_Task details_
Within the records, which lines hold the string "below"? Report each one by copying it.

-- Records shown follows --

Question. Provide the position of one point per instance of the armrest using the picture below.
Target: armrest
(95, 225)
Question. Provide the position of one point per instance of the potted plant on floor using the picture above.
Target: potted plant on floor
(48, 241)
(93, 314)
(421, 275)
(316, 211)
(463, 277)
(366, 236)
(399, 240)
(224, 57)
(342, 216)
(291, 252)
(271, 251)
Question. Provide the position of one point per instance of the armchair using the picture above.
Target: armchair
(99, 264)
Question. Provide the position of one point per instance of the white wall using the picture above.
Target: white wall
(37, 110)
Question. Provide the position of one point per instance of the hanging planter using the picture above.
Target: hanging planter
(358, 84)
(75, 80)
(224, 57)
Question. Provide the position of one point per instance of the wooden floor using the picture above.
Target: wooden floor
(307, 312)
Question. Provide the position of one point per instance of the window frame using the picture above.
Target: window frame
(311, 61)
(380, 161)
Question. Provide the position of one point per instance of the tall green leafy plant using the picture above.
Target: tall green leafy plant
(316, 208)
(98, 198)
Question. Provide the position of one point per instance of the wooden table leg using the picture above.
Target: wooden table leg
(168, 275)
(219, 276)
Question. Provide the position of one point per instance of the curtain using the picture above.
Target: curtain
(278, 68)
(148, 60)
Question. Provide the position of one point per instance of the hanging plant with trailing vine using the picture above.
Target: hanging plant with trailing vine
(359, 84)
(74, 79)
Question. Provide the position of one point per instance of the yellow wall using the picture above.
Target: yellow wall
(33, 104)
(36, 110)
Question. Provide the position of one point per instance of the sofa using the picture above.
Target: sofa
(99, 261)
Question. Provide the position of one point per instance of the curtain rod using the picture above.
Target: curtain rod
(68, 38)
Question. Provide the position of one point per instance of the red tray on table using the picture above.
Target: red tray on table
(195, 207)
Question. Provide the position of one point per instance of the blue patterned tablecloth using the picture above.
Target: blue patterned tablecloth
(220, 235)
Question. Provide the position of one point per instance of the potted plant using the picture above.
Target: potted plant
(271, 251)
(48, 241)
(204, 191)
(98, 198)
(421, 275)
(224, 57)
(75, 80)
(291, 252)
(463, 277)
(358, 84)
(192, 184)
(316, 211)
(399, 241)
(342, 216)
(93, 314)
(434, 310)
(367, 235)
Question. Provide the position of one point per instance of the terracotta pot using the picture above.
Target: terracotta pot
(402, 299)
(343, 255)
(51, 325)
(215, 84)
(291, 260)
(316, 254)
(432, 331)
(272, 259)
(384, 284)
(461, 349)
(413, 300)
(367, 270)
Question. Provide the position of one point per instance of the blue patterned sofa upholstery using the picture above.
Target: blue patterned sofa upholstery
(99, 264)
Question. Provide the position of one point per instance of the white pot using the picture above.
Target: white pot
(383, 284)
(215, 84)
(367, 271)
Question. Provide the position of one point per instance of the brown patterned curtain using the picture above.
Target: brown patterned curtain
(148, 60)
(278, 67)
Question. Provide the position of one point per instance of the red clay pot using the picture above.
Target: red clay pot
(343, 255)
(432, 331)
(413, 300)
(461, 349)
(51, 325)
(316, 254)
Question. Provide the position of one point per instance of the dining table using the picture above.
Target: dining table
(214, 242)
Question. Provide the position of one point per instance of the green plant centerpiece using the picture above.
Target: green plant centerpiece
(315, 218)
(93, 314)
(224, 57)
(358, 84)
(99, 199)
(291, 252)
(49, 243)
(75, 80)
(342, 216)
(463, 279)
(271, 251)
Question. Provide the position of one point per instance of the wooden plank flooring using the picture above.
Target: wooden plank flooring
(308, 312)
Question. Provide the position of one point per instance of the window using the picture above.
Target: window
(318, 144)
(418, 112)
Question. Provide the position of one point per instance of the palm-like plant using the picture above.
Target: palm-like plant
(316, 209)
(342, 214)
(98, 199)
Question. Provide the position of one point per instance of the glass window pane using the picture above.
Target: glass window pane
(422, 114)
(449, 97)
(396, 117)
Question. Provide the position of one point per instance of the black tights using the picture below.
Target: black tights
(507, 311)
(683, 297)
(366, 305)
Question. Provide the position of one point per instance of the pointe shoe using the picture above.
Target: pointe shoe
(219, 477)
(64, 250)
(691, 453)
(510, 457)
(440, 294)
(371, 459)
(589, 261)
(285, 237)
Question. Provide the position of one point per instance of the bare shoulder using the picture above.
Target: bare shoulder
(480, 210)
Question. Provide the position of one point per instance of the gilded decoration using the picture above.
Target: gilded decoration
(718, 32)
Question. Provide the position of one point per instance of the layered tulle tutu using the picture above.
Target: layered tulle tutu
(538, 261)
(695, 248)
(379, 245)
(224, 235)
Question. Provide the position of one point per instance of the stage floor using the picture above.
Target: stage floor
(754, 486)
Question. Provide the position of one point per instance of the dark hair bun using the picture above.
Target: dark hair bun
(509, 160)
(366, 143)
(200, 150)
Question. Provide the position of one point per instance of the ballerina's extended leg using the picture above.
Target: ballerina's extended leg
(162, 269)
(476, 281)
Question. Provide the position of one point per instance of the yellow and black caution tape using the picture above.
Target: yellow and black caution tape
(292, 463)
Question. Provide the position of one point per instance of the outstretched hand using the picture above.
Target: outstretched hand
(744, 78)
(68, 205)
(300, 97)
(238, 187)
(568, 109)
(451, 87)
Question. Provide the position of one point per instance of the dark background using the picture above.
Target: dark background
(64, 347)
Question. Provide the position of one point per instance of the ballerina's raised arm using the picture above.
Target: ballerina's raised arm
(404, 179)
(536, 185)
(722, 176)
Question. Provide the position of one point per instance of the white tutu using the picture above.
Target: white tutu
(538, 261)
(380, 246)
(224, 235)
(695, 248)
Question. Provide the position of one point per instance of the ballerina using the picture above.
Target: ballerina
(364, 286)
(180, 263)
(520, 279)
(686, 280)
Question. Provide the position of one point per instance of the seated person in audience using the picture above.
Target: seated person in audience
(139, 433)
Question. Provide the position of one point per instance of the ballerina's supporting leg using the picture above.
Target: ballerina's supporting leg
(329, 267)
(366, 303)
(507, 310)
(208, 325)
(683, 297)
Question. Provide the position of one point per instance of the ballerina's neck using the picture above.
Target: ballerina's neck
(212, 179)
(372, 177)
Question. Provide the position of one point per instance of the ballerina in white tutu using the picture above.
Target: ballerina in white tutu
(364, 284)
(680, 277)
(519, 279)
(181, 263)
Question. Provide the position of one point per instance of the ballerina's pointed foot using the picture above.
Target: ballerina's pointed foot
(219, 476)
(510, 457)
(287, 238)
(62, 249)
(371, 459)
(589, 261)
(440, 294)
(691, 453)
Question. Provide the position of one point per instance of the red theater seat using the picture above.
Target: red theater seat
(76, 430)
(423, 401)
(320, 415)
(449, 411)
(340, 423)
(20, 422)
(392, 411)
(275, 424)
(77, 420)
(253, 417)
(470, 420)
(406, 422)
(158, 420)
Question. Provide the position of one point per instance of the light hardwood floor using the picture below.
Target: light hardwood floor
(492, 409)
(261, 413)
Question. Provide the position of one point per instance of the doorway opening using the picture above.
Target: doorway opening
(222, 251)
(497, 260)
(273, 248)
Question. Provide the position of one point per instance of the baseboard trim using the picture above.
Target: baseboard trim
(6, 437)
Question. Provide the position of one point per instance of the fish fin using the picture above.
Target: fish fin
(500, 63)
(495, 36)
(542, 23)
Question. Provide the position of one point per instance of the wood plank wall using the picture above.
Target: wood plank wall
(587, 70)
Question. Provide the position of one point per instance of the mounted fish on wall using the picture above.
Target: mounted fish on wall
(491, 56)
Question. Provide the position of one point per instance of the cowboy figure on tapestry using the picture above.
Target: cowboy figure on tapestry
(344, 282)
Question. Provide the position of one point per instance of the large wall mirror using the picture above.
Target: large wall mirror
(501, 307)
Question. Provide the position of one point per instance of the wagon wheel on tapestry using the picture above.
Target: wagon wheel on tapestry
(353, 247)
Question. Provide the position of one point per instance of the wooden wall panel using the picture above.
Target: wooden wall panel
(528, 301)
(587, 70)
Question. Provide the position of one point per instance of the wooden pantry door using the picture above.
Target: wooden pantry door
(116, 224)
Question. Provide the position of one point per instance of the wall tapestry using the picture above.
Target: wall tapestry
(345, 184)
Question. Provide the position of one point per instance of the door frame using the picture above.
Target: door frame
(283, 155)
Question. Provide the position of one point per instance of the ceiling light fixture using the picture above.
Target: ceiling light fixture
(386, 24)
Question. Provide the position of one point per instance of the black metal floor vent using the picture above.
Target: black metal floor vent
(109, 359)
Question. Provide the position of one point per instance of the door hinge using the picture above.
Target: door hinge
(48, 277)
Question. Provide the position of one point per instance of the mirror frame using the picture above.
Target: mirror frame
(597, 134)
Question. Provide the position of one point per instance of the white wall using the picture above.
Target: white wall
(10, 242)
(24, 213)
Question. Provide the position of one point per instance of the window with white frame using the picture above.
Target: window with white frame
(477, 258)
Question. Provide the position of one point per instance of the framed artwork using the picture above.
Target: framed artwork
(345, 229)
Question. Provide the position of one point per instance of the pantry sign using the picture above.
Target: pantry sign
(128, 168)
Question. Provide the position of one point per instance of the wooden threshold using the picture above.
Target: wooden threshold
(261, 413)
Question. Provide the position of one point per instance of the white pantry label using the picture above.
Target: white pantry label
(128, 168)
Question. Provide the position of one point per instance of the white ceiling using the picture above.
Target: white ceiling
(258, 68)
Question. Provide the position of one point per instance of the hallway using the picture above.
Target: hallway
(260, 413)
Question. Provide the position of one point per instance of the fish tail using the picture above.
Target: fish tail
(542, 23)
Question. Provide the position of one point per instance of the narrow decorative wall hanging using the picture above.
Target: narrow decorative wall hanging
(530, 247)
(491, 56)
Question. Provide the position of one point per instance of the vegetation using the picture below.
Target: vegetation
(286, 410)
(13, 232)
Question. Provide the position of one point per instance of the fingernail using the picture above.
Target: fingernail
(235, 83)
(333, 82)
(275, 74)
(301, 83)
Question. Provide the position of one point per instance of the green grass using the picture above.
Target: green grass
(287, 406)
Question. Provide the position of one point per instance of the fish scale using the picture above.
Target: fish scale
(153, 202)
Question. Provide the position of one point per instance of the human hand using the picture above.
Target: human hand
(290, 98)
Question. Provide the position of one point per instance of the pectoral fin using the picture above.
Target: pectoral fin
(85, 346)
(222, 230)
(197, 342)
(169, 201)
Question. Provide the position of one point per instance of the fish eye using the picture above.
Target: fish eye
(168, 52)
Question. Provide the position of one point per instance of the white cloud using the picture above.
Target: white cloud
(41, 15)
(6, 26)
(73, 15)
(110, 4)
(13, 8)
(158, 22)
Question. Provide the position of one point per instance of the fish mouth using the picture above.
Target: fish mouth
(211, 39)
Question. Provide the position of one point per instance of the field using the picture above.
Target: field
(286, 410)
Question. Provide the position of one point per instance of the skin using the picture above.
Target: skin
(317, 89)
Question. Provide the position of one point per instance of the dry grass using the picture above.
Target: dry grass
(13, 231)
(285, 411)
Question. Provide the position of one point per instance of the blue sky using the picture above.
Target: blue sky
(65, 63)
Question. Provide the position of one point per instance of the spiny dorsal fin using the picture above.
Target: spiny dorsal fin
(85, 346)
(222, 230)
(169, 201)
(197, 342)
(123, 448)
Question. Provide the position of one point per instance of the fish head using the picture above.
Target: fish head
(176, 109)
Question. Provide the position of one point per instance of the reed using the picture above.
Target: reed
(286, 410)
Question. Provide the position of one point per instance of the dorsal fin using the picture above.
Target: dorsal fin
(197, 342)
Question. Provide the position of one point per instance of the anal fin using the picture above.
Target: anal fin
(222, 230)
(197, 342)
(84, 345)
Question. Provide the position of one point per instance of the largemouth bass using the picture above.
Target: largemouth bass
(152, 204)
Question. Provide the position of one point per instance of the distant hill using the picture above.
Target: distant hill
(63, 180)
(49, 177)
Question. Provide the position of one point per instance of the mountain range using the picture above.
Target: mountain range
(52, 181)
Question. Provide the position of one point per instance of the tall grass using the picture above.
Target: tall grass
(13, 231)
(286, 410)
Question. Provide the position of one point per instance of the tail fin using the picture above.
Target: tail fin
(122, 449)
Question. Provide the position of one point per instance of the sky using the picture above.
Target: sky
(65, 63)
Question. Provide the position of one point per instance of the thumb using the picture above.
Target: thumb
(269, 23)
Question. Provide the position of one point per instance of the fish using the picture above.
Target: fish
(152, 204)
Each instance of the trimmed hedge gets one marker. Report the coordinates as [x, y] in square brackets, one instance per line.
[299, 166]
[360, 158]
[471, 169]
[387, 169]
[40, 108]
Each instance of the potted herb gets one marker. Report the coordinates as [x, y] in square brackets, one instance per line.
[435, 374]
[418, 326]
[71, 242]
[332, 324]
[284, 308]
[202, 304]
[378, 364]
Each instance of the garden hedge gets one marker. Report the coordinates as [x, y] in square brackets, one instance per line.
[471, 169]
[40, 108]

-- Records shown concluded --

_Output of the exercise_
Question. Provide the position of one point per instance of the armrest using the picture below.
Question. Provide the position of one point per instance of the black tights using the picture below.
Question. Provide the position of one point per instance of the light hardwood floor using the picture below.
Question. Provide the position of one point per instance of the vegetation using the picture below.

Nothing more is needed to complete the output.